> **What is required**:
Reproduce every item below line for line, character for character, leaving out the pictures.

> **Data for this task**:
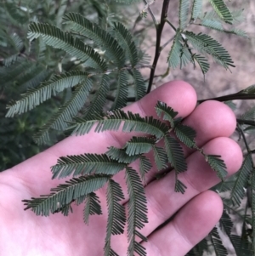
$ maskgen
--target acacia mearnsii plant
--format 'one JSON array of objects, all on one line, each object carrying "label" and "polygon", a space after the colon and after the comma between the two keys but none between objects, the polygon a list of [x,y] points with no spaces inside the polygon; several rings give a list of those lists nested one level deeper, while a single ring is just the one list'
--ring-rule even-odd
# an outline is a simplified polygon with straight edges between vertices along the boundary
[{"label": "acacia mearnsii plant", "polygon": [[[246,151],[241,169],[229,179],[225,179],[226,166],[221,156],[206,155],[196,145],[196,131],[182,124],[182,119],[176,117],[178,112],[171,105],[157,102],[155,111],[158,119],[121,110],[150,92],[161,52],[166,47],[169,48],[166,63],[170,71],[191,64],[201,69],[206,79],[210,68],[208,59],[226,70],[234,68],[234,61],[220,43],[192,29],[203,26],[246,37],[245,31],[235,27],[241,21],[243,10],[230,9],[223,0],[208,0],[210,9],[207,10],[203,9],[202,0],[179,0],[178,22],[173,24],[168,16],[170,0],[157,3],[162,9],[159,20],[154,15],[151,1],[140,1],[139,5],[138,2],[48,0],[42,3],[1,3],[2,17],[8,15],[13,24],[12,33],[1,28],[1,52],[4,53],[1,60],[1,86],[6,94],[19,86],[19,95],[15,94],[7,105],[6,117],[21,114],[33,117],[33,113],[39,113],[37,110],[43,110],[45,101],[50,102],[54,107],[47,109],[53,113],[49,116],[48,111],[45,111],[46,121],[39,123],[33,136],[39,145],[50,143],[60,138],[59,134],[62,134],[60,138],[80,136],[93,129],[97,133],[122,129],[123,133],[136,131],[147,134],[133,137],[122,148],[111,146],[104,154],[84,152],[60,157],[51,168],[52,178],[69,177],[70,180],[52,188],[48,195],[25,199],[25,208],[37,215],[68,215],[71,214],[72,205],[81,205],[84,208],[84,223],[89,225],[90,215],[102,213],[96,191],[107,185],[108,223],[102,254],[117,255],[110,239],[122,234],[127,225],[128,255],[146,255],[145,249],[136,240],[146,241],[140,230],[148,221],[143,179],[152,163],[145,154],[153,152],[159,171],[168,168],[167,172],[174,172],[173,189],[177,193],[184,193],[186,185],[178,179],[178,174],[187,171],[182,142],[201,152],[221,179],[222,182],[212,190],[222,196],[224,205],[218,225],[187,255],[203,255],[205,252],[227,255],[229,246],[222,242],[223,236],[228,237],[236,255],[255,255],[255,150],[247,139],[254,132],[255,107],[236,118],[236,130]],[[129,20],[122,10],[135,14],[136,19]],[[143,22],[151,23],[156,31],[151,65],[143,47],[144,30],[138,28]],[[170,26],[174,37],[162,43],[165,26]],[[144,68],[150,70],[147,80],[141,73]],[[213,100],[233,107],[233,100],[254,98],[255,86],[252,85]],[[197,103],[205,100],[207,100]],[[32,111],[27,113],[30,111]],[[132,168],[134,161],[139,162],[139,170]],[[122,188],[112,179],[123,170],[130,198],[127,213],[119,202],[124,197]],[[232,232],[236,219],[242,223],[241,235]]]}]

> **Task response**:
$ maskgen
--target acacia mearnsii plant
--format 'one JSON array of objects, all on one line, each object carrying "label" and "polygon", a space after the colon and after the comma between the two keys but none between objects, the polygon a list of [x,y] points with no spaces inside the polygon; several rings give a list of those lists nested one level deeper, while a single ring is just the one list'
--ring-rule even-odd
# an outline is a simplified polygon with straight edges between vertices along the boundary
[{"label": "acacia mearnsii plant", "polygon": [[[246,151],[241,169],[229,179],[225,179],[226,166],[221,156],[206,155],[196,145],[196,131],[182,124],[182,119],[176,117],[178,112],[171,105],[157,102],[155,111],[158,119],[121,110],[150,92],[161,52],[166,47],[169,48],[166,63],[170,71],[191,64],[201,69],[206,79],[210,68],[208,59],[226,70],[234,68],[234,61],[220,43],[192,29],[203,26],[246,37],[245,31],[235,27],[241,21],[243,10],[230,9],[223,0],[208,0],[210,9],[207,10],[203,9],[202,0],[179,0],[178,22],[173,24],[168,16],[170,0],[157,3],[162,9],[159,20],[154,15],[151,1],[140,1],[139,5],[138,2],[48,0],[42,3],[1,3],[2,17],[8,15],[13,24],[12,33],[1,28],[1,52],[4,53],[1,60],[1,86],[6,94],[19,86],[19,95],[15,94],[7,105],[6,117],[21,114],[33,117],[33,113],[39,113],[37,110],[43,110],[45,101],[50,102],[54,107],[47,109],[53,113],[49,116],[48,111],[45,111],[46,121],[39,123],[33,136],[39,145],[50,143],[60,138],[59,134],[62,134],[60,138],[80,136],[93,129],[97,133],[122,129],[123,133],[136,131],[147,134],[133,137],[122,148],[111,146],[104,154],[84,152],[60,157],[51,168],[52,178],[69,177],[70,180],[52,188],[48,195],[25,199],[25,208],[37,215],[68,215],[71,214],[72,205],[81,205],[84,208],[84,223],[89,225],[90,215],[102,213],[96,191],[107,185],[108,223],[102,254],[117,255],[110,239],[122,234],[127,225],[128,255],[146,255],[145,249],[136,240],[146,241],[140,230],[148,221],[143,179],[152,163],[145,154],[153,152],[159,171],[168,168],[167,172],[174,172],[173,189],[177,193],[184,193],[186,185],[178,179],[178,174],[187,171],[182,142],[201,152],[221,179],[222,182],[212,190],[222,196],[224,205],[218,225],[187,255],[203,255],[205,252],[227,255],[229,246],[222,242],[223,236],[228,237],[236,255],[255,255],[255,150],[247,139],[254,132],[255,107],[236,118],[236,130]],[[129,20],[122,10],[135,14],[136,19]],[[143,22],[151,23],[156,31],[151,65],[143,47],[144,30],[138,28]],[[170,26],[174,37],[162,43],[165,26]],[[144,68],[150,70],[147,80],[141,73]],[[213,100],[233,107],[233,100],[254,98],[255,86],[252,85]],[[197,103],[205,100],[207,100]],[[32,111],[27,113],[30,111]],[[132,168],[134,161],[139,162],[139,170]],[[122,188],[112,179],[123,170],[130,198],[127,213],[119,202],[124,197]],[[232,232],[236,219],[242,223],[241,235]]]}]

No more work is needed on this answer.